__Selected extract__.
--- begin ---

Search code examples
rstringnlpgrepl

Removing rows that contain above a certain share of upper-case letters in R


I have a large dataframe that consists of company identifiers and extracted phrases from newspapers. It is very messy, and I want to clean it by conditional row removing.

enter image description here

For this I want to remove rows that have more then 50% upper-case letters.

I have found this code from a post which will remove me rows with all upper-case letters:

data <- data[!grepl("^[A-Z]+(?:[ -][A-Z]+)*$", data$text), ]

How can I express it as a share of the total word or letter count?


Solution

  • You could do this with regular expressions, but the stringi function stri_count_charclass provide a highly optimized version for detecting categories of characters. The package manual documents the List of Unicode General Categories, here we use string L for all letters, and Lu for uppercase letters.

--- end ---

__Task a__. Reproduce the thread about removing mostly upper-case rows in R word for word, from start to finish.

__Material provided__.
--- begin ---

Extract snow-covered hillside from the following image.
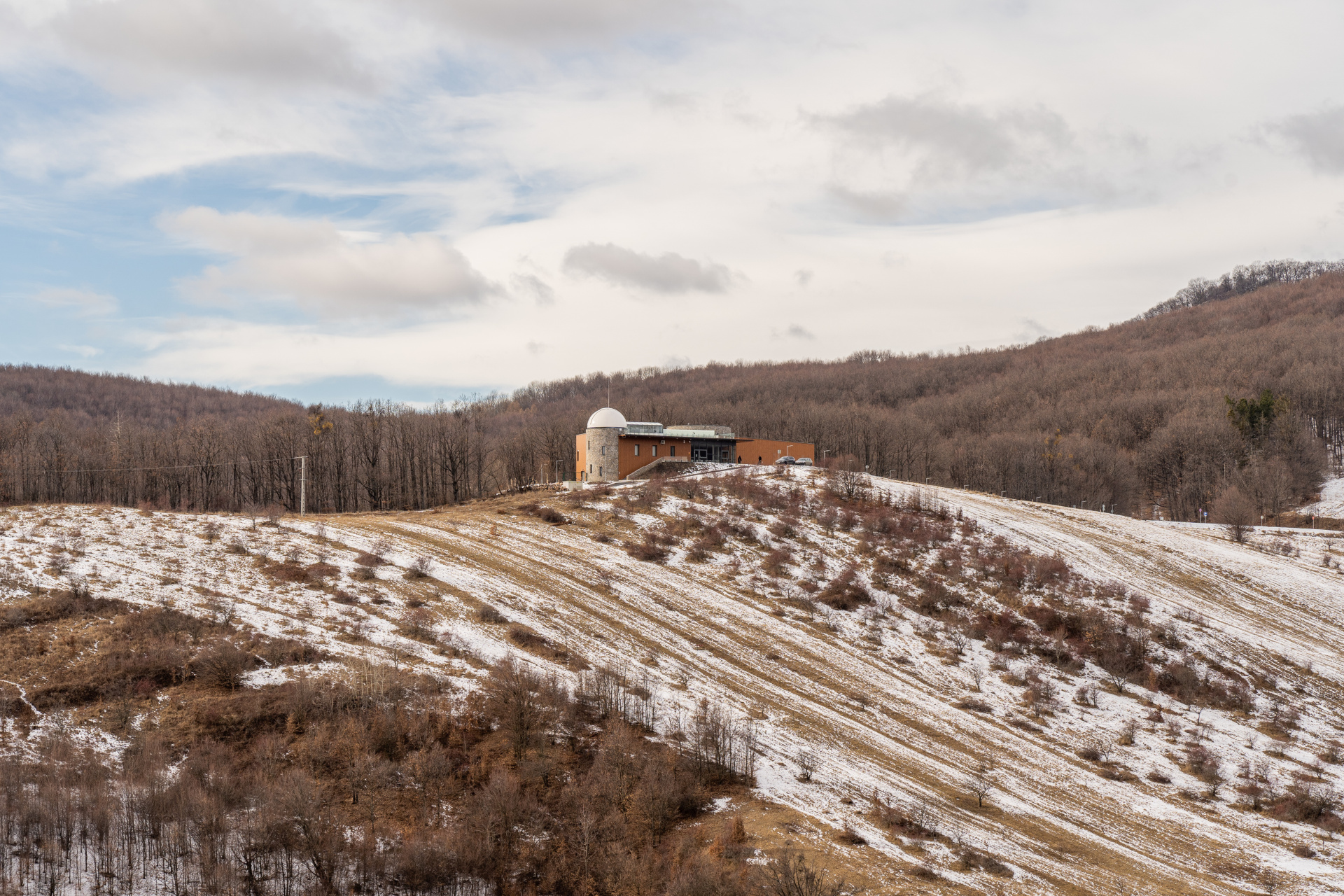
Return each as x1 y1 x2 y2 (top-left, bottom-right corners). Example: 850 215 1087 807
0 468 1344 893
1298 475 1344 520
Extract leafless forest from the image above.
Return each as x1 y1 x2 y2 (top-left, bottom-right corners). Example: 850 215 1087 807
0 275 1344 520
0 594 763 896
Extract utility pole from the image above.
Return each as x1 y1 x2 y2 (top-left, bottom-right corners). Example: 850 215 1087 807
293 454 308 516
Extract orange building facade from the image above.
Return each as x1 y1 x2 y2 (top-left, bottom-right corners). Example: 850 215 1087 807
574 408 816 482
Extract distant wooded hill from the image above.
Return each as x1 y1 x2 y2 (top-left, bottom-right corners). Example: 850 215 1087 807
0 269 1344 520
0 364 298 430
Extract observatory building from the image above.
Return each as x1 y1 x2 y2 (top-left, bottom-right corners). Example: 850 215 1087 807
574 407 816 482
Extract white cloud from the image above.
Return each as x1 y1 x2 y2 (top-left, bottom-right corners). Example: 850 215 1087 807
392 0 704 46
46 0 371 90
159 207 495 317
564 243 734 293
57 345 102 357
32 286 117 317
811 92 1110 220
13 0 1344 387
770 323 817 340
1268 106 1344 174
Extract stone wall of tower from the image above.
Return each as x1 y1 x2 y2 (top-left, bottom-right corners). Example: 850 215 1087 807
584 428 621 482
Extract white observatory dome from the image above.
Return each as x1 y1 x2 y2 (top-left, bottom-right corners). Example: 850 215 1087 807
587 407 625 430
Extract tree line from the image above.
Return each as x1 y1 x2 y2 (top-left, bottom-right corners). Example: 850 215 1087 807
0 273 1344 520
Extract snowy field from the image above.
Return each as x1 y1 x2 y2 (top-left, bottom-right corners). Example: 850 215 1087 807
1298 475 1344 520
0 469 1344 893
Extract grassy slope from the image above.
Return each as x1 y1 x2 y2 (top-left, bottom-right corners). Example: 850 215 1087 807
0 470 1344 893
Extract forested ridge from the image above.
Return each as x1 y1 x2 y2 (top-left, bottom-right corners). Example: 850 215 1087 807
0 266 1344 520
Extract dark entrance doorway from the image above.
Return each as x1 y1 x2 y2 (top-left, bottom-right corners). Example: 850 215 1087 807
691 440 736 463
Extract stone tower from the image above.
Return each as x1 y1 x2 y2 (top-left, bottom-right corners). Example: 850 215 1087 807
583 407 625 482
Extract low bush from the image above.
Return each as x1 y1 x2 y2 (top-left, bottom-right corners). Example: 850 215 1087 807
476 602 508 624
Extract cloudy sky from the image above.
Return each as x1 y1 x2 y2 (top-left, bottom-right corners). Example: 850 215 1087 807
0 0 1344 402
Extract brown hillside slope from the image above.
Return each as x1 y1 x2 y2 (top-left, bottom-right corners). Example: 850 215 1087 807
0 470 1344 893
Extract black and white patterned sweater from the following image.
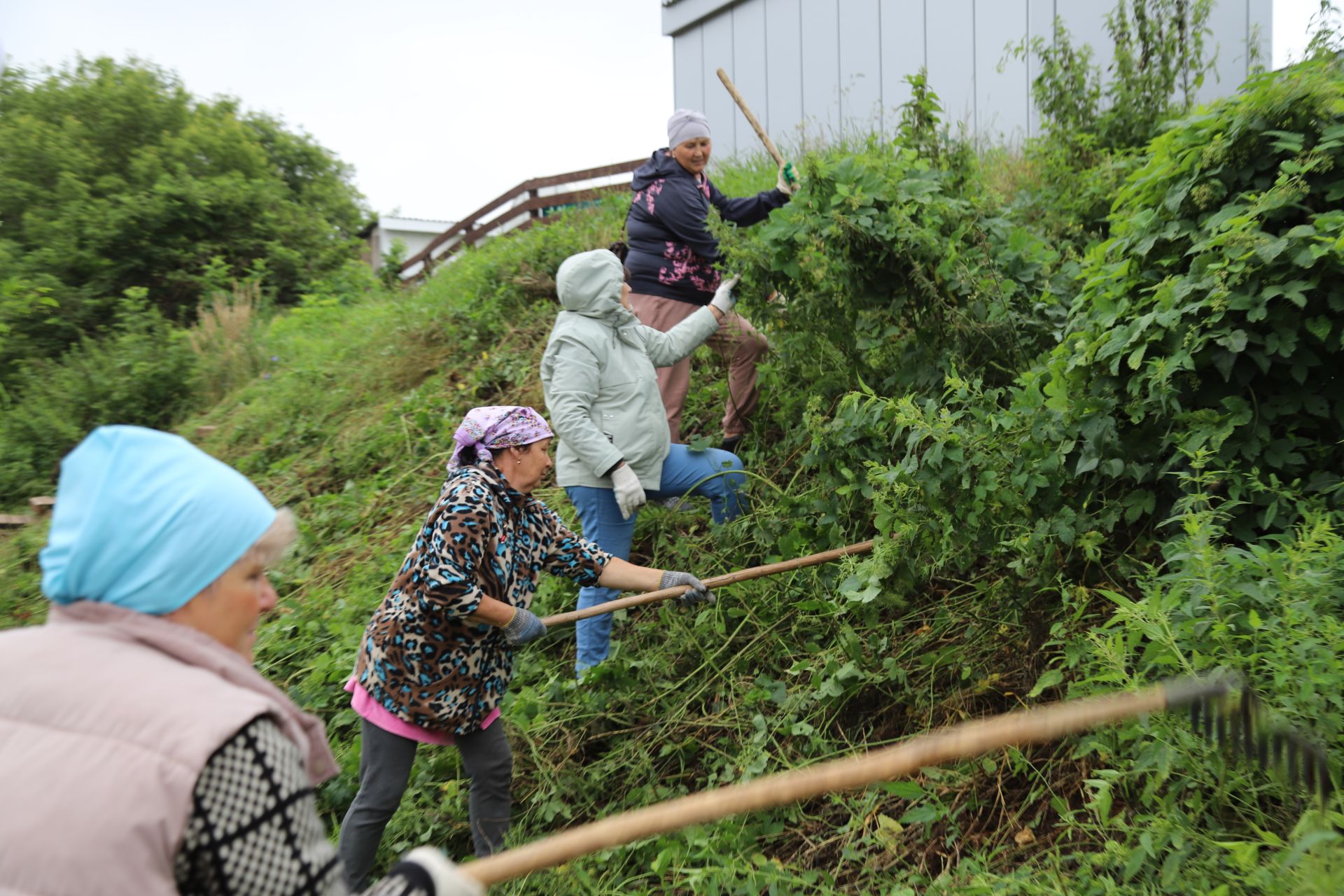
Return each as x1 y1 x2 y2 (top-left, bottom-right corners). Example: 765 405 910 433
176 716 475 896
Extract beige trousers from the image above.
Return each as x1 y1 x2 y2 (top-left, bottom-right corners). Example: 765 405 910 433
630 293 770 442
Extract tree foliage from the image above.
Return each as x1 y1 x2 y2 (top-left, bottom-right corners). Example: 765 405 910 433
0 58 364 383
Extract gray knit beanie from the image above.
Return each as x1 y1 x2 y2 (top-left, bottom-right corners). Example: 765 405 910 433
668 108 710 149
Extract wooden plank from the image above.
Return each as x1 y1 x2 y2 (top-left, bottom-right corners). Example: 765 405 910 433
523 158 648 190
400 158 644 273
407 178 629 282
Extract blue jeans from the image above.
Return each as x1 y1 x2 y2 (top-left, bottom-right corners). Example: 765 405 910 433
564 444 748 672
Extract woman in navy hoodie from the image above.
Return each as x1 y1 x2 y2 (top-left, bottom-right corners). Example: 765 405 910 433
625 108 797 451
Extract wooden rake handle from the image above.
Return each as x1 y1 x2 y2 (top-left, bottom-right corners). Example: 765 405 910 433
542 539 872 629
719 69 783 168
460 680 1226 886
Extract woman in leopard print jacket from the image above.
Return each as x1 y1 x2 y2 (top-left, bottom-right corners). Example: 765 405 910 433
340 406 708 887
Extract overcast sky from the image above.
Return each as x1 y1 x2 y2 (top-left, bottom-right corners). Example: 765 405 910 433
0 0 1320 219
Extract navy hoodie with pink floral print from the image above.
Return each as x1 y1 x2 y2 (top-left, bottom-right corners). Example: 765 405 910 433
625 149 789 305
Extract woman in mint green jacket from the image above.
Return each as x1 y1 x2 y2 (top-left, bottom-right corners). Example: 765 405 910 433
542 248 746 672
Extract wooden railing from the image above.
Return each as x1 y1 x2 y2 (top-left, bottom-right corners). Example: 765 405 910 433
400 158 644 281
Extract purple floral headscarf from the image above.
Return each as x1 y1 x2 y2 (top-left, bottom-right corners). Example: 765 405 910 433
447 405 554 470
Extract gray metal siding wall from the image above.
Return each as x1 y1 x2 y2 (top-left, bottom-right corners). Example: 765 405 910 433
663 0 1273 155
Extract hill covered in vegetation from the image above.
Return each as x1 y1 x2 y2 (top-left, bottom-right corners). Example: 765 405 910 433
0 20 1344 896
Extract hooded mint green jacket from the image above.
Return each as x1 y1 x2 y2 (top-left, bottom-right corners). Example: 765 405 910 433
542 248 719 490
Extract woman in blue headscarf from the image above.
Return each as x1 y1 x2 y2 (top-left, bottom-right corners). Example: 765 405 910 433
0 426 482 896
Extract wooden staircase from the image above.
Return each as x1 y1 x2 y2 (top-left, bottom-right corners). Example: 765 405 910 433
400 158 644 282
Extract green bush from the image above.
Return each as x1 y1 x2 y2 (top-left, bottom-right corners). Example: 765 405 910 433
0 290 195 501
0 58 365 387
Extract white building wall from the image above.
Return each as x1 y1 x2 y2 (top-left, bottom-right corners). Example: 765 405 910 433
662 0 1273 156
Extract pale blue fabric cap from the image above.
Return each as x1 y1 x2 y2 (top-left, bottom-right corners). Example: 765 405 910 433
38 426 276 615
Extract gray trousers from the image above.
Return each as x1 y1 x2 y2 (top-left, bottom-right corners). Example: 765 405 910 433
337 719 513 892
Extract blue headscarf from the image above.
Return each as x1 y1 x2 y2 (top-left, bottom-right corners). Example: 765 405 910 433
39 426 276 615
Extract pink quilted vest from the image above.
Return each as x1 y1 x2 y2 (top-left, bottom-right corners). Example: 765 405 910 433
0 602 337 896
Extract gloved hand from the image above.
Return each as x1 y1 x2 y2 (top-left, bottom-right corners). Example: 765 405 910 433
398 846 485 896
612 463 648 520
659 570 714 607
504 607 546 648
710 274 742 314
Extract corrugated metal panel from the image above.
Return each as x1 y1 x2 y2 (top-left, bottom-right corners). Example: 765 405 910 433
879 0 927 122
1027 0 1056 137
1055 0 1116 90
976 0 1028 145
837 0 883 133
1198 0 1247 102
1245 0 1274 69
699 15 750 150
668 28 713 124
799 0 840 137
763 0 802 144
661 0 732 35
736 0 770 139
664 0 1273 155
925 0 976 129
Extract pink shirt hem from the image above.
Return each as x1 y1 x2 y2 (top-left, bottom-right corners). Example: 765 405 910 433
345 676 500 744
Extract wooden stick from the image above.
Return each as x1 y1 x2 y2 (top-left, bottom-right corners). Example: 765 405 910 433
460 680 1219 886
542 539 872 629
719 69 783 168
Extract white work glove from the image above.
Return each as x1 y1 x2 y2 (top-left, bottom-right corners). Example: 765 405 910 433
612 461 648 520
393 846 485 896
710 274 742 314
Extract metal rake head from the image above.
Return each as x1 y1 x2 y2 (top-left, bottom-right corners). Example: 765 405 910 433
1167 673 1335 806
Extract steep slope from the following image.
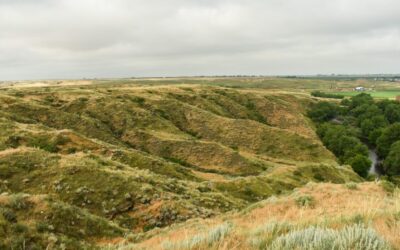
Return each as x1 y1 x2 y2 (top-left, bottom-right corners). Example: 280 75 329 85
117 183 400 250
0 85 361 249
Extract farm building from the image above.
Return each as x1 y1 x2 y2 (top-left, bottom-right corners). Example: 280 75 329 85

--- end ---

__Task b__. Turn the lines of the records into a Markdown table with columns Row and Record line, skipping blank lines. Begin at the line that contains "Extract wooden rake" and stop after the line that contains "400 158 644 281".

__Complete response a__.
Search code examples
rstringnlpgrepl

Removing rows that contain above a certain share of upper-case letters in R


I have a large dataframe that consists of company identifiers and extracted phrases from newspapers. It is very messy, and I want to clean it by conditional row removing.

enter image description here

For this I want to remove rows that have more then 50% upper-case letters.

I have found this code from a post which will remove me rows with all upper-case letters:

data <- data[!grepl("^[A-Z]+(?:[ -][A-Z]+)*$", data$text), ]

How can I express it as a share of the total word or letter count?


Solution

  • You could do this with regular expressions, but the stringi function stri_count_charclass provide a highly optimized version for detecting categories of characters. The package manual documents the List of Unicode General Categories, here we use string L for all letters, and Lu for uppercase letters.

__Complete response b__.
| Row | Record line |
|---|---|
| 1 | Extract wooden rake handle from the image above. |
| 2 | Return each as x1 y1 x2 y2 (top-left, bottom-right corners). Example: 765 405 910 433 |
| 3 | 542 539 872 629 |
| 4 | 719 69 783 168 |
| 5 | 460 680 1226 886 |
| 6 | Extract woman in leopard print jacket from the image above. |
| 7 | Return each as x1 y1 x2 y2 (top-left, bottom-right corners). Example: 765 405 910 433 |
| 8 | 340 406 708 887 |
| 9 | Extract overcast sky from the image above. |
| 10 | Return each as x1 y1 x2 y2 (top-left, bottom-right corners). Example: 765 405 910 433 |
| 11 | 0 0 1320 219 |
| 12 | Extract navy hoodie with pink floral print from the image above. |
| 13 | Return each as x1 y1 x2 y2 (top-left, bottom-right corners). Example: 765 405 910 433 |
| 14 | 625 149 789 305 |
| 15 | Extract woman in mint green jacket from the image above. |
| 16 | Return each as x1 y1 x2 y2 (top-left, bottom-right corners). Example: 765 405 910 433 |
| 17 | 542 248 746 672 |
| 18 | Extract wooden railing from the image above. |
| 19 | Return each as x1 y1 x2 y2 (top-left, bottom-right corners). Example: 765 405 910 433 |
| 20 | 400 158 644 281 |